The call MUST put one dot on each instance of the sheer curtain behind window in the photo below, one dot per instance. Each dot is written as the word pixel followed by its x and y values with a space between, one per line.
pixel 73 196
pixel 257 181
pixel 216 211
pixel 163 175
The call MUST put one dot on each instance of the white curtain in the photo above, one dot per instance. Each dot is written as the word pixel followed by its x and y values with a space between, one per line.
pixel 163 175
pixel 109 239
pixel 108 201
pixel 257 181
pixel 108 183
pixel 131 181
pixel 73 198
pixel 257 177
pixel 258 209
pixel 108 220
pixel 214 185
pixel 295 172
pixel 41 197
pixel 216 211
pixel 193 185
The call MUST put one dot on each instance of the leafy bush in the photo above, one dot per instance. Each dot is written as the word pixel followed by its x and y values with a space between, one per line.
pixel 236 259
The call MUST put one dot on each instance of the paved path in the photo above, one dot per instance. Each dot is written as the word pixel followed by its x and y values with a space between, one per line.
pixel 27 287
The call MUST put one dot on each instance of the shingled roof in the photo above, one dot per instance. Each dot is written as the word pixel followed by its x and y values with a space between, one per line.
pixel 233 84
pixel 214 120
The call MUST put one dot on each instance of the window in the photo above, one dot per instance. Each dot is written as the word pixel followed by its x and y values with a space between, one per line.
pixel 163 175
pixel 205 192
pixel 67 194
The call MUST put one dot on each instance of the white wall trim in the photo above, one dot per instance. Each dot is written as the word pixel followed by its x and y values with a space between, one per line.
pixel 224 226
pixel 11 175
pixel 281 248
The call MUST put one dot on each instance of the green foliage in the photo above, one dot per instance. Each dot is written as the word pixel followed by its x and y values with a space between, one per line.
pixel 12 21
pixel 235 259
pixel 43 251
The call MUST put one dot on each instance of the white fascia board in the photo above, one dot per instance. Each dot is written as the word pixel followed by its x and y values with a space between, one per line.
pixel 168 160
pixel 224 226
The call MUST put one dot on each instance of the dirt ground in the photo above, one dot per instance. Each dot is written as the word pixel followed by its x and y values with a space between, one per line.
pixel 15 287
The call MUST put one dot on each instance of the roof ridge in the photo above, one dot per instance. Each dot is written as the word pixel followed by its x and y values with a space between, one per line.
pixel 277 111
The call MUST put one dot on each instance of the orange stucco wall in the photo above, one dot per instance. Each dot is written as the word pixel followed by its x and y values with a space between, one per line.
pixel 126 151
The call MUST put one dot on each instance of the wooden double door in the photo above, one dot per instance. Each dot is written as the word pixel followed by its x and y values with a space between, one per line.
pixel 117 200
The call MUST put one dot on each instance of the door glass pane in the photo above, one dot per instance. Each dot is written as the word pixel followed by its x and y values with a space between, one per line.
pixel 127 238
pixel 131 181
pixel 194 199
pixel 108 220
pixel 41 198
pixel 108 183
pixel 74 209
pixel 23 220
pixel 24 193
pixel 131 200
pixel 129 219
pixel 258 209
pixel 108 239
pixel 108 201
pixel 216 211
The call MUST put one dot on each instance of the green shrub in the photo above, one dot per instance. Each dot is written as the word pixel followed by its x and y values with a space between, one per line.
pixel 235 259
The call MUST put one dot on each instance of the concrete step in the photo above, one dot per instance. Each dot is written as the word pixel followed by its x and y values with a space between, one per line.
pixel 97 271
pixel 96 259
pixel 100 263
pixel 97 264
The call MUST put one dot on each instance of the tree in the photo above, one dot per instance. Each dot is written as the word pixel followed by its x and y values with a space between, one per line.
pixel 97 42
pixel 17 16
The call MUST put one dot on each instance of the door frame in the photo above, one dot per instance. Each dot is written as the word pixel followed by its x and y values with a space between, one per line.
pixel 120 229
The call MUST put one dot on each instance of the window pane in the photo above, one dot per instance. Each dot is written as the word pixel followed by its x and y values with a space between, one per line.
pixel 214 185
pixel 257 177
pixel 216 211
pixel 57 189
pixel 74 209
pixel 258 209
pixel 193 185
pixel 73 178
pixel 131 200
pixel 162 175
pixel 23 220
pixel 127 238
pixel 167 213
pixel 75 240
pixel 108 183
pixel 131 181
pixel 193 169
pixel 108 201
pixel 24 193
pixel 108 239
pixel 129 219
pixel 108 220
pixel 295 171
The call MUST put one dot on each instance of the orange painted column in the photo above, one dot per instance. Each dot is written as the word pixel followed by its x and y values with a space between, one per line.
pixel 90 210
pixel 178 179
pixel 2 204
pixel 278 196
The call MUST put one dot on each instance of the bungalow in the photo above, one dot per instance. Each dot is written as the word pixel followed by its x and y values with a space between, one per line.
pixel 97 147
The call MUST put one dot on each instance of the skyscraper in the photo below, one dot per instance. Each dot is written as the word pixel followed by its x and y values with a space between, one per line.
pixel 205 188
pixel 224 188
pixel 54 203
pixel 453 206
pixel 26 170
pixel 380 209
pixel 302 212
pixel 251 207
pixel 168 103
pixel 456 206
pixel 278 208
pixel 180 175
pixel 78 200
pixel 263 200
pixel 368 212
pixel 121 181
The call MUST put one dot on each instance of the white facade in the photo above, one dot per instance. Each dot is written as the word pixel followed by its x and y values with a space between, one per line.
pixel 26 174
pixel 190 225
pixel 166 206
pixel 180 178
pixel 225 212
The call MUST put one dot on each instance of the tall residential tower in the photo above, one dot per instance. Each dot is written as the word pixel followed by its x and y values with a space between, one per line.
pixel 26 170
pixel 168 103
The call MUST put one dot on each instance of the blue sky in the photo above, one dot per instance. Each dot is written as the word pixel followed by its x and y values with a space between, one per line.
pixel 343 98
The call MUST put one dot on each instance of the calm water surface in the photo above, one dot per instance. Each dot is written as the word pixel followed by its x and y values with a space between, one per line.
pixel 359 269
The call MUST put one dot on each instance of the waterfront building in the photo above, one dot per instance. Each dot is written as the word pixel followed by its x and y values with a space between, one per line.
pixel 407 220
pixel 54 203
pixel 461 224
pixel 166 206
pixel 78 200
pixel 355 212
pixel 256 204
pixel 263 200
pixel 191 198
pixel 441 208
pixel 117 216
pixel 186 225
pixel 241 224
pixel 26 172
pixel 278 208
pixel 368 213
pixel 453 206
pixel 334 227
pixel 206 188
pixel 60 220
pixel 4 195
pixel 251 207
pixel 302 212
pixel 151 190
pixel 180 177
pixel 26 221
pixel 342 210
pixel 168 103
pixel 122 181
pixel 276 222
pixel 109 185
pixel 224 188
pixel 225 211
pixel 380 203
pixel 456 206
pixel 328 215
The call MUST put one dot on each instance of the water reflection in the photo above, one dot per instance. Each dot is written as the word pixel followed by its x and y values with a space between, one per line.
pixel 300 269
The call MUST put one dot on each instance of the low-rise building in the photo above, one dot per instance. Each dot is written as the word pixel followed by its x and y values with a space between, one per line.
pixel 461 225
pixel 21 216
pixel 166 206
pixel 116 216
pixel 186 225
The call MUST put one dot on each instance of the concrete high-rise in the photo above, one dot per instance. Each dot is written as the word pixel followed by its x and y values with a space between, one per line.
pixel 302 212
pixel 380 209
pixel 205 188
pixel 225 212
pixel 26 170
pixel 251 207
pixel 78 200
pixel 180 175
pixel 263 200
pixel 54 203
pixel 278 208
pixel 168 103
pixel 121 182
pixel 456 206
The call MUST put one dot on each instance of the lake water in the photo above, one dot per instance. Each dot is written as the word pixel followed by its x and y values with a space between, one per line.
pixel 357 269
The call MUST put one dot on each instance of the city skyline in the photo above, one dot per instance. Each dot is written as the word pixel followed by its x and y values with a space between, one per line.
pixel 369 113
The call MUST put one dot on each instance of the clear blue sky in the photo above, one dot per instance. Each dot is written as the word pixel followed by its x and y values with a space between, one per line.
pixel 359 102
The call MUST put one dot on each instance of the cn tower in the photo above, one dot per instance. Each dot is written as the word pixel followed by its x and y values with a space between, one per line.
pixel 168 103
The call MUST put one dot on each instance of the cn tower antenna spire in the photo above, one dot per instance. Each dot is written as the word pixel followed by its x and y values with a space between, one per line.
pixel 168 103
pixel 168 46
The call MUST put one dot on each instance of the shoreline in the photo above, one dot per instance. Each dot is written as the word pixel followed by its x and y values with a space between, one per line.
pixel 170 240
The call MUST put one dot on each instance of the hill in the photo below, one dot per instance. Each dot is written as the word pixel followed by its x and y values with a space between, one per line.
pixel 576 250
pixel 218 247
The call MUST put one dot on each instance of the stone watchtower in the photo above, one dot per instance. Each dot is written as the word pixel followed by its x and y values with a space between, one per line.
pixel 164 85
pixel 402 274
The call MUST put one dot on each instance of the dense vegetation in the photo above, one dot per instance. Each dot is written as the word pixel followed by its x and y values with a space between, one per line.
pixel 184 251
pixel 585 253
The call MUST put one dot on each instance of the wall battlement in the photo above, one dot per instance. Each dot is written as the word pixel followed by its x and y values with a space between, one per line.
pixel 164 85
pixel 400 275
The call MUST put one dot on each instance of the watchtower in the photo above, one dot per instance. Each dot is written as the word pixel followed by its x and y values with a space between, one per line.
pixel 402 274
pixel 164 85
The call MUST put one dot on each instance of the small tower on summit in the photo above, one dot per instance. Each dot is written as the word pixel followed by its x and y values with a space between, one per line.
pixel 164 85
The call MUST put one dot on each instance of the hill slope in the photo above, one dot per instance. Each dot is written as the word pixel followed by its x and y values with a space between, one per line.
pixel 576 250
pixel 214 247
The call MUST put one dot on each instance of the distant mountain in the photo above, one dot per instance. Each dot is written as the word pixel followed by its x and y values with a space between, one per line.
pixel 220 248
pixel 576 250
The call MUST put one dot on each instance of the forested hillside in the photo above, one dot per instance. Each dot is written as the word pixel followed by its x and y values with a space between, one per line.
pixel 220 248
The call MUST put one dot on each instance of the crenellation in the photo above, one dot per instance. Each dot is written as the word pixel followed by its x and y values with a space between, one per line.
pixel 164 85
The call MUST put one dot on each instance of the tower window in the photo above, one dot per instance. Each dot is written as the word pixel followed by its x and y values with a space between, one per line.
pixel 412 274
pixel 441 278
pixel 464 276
◆ ◆ ◆
### TASK REQUIREMENTS
Copy the records word for word from the very beginning down to the line containing "pixel 27 287", including that line.

### ANSWER TO THE EXERCISE
The call MUST put one dot on each instance of the sheer curtain behind window in the photo below, one dot per instance. Each dot is written as the word pixel followed by its x and y values with a space between, one per line.
pixel 73 196
pixel 257 181
pixel 216 211
pixel 163 175
The call MUST put one dot on each instance of the white curtain in the photo above, one dot per instance. Each dot is written as the word pixel followed by its x and y values with a space between, one per line.
pixel 163 175
pixel 109 239
pixel 108 201
pixel 257 181
pixel 108 183
pixel 131 181
pixel 73 198
pixel 257 177
pixel 258 209
pixel 108 220
pixel 214 185
pixel 295 172
pixel 41 197
pixel 216 211
pixel 193 185
The call MUST put one dot on each instance of the leafy bush in the photo above, one dot per instance. Each dot is written as the word pixel followed by its x and y values with a space between, one per line.
pixel 236 259
The call MUST put one dot on each instance of the paved path in the photo above, one dot per instance. Each dot is written as the word pixel followed by its x and y values with a space between, one per line.
pixel 27 287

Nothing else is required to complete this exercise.